• **WORK TO BE COMPLETED**:
Please add 122 to every number in the point coordinates and write out again only the lines from the line with "left eye shown in the photo above." up to and including the last line of the entries, with the notes kept in place.

• **Collection entries**:
(begin)

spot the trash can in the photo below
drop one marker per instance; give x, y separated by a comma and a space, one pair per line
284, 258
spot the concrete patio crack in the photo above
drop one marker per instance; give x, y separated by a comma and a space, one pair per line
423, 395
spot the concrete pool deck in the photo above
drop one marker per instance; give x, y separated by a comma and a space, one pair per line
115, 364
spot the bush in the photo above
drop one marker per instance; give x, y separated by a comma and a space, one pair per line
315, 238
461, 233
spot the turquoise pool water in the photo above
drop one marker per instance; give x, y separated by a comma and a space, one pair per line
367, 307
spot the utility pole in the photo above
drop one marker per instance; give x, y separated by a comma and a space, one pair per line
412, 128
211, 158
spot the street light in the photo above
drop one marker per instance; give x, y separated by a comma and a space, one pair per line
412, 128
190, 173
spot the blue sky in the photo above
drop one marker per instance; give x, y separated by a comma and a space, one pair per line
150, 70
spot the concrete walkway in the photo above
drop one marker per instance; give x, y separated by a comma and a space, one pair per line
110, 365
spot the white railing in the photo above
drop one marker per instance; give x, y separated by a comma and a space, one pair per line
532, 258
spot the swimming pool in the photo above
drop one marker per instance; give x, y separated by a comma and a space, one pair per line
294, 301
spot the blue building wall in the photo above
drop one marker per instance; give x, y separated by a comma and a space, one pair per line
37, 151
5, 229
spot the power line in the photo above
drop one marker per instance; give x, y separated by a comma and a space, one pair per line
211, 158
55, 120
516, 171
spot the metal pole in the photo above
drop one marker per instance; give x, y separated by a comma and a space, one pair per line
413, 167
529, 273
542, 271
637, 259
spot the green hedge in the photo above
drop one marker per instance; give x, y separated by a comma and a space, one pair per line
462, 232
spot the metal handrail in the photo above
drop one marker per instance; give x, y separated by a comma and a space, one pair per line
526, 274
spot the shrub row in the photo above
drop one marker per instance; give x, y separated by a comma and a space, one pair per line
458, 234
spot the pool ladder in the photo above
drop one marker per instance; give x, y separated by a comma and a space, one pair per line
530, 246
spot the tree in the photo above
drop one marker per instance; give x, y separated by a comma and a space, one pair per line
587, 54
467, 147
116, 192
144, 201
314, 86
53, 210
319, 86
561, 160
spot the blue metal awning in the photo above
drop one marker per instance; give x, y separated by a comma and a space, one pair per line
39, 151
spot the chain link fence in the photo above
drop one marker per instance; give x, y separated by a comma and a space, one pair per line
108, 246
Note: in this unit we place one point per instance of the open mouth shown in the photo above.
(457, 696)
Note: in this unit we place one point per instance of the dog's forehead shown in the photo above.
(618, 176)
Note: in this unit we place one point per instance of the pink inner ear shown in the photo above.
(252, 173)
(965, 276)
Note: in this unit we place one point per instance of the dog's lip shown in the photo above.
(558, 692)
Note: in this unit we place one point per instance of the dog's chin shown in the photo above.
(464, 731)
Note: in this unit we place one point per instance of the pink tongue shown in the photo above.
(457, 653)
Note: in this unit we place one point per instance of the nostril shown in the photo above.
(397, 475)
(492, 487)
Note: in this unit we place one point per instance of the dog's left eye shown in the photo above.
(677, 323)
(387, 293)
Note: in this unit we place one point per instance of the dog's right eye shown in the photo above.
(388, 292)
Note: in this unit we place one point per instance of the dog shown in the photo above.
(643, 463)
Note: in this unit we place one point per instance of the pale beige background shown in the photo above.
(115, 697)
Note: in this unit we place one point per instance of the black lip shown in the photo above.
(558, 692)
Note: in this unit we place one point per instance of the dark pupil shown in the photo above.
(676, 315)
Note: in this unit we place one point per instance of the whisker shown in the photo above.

(end)

• **FINAL RESULT**:
Note: in this unit we place one point per instance of the dog's left eye shown in the photo above.
(799, 445)
(509, 415)
Note: in this unit we place one point per instance of the dog's right eye shown in the photo above.
(510, 414)
Note: in this unit we place one point per instance of the dog shown in the photo above.
(765, 585)
Note: in this unit we place one point per instance of the pale beige background shown in the photo above.
(237, 819)
Note: in this unit we place one point per instance of the black lip shown in the photo above.
(680, 814)
Note: in this unit we place one point per instance of the dark pupil shown in the photo above.
(798, 437)
Note: in this unit we place one point per instance of the whisker shown in the photo above.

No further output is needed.